**SOURCE**
+--

LAMENTATIONS 1
A
Bible Study - Commentary by Jim Melough
Copyright
2003 James Melough
1:1. “How doth the city sit solitary, that was full of people! how is
she become as a widow! she that was great among the nations, and princess
among the provinces, how is she become tributary!”
The solitary, desolate city was Jerusalem, reduced to rubble, her citizens
languishing in captivity in Babylon because of their wickedness, of which they
refused to repent.
As its capital, Jerusalem represents the nation Israel, who is described as
the wife of Jehovah, “For thy Maker is thine husband; the Lord of hosts is his
name; and thy Redeemer the Holy One of Israel; The God of the whole earth
shall he be called,” Isa 54:5. But what a difference sin had made. She had
become as a widow, not because her “Husband” had died, but because her sin had
made it necessary for Him to act toward her as though He were dead. Because
of the severed relationship between her and God she had become destitute.
Instead of enjoying the milk and honey of Canaan, she had become bondslave to
the Babylonians, and except for the small believing remnant that returned from
that bondage at the end of the seventy year captivity, the separation of that
generation of Israel became eternal, for apart from the returned small
believing remnant, that generation died in unbelief, that is, in separation
from God.
We are, however, missing the lesson here if we fail to see that in rebel
Israel’s literal state, God is showing us in symbol the spiritual state of all
who have not been born again through faith in the Lord Jesus Christ as Savior
and Lord. Until that new birth takes place we are spiritual widows,
destitute, separated from God, that separation eventually taking us first into
hell, and ultimately into the eternal torment of the lake of fire.
A further lesson to be learnt from Israel’s desolate solitary state is that
the torment of the unconverted will be unmitigated by the fact of its being
also suffered by others. The old adage, “Sorrow shared is sorrow halved” will
have no application to the eternal agony that will be the portion of the
unbeliever. Each will be so occupied with his own indescribable misery that
he will find no comfort in knowing that others are also suffering the same
anguish.
In the days of David and Solomon, Israel was “great among the nations,”
reigning like a queen over them, but her sin had compelled God to topple her
from that pinnacle of earthly glory, and reduce her to the status of a slave.
And so will it be with many of those who have occupied high positions during
their brief day on earth. That fleeting hour of earthly power and prominence
will be exchanged for an eternity of hopeless degradation and torment.
1:2. “She weepeth sore in the night, and her tears are on her cheeks:
among all her lovers (allies) she hath none to comfort her: all her friends
have dealt treacherously with her, they are become her enemies.”
In captivity in Babylon, Israel wept bitterly; but sadly she wept, not for her
many sins, but for departed pleasure, prominence and glory, and in this she
continues to be the portrait of those who suddenly find themselves in the
darkness and torment of hell
Israel’s weeping “in the night” is the reminder that one of the
characteristics of the eternal state of the unsaved will be utter darkness, as
it is written, “... to whom is reserved the blackness of darkness for ever,”

+--

**SUPPLIED DATA**
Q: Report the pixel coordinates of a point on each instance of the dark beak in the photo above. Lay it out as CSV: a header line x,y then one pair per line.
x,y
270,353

+--

**WHAT IS ASKED**
1. Decide whether each statement agrees with the Lamentations commentary. Answer yes or no for each, and quote the words of the commentary that settle it. (a) Jerusalem became as a widow because her Husband had died. (b) In captivity in Babylon, Israel wept for her many sins. (c) Israel was "great among the nations" in the days of David and Solomon.
2. Carry the Lamentations commentary forward from the point where it stops.

**EXPECTED RESULTS**
1.
(a) No: "not because her “Husband” had died, but because her sin had made it necessary for Him to act toward her as though He were dead."
(b) No: "she wept, not for her many sins, but for departed pleasure, prominence and glory"
(c) Yes: "In the days of David and Solomon, Israel was “great among the nations,”"

2.
Jude 13; and “her tears ... on her cheeks,” is the further reminder that the
eternal portion of the unsaved will be that of “weeping, and wailing, and
gnashing of teeth,” Mt 8:12.
“...lovers” is better translated “allies.” In the day of her calamity, Israel
had neither allies nor comforters; and so will it be with all who die without
Christ, for without Him, a man has nothing: his case is hopeless.
Those Israel had counted as friends when she lived in rebellion against God,
proved in the day of testing to be treacherous enemies; and in this God would
teach the lesson that those who seem to be friends in the sinful pleasures and
distractions that keep men from Christ, will prove to have been the most
deadly foes, their supposed friendship costing the deceived fool his priceless
soul.
1:3. “Judah is gone into captivity because of affliction, and because
of great servitude: she dwelleth among the heathen, she findeth no rest: all
her persecutors overtook her between the straits.”
“... because of affliction ... and ... great servitude,” explains why Judah
had gone into captivity: it was God’s recompense of her evil, as Taylor
translates it, “Because of all the wrong she did to others, making them her
slaves.” God is uniquely facile in adapting the punishment to the crime.
Her dwelling “among the heathen (nations)” refers to her having been carried
captive into Babylon, a captivity that is itself figurative of the torment
that will be the eternal portion of all who die in unbelief; and her finding
“no rest,” declares also that there will be no respite to that suffering.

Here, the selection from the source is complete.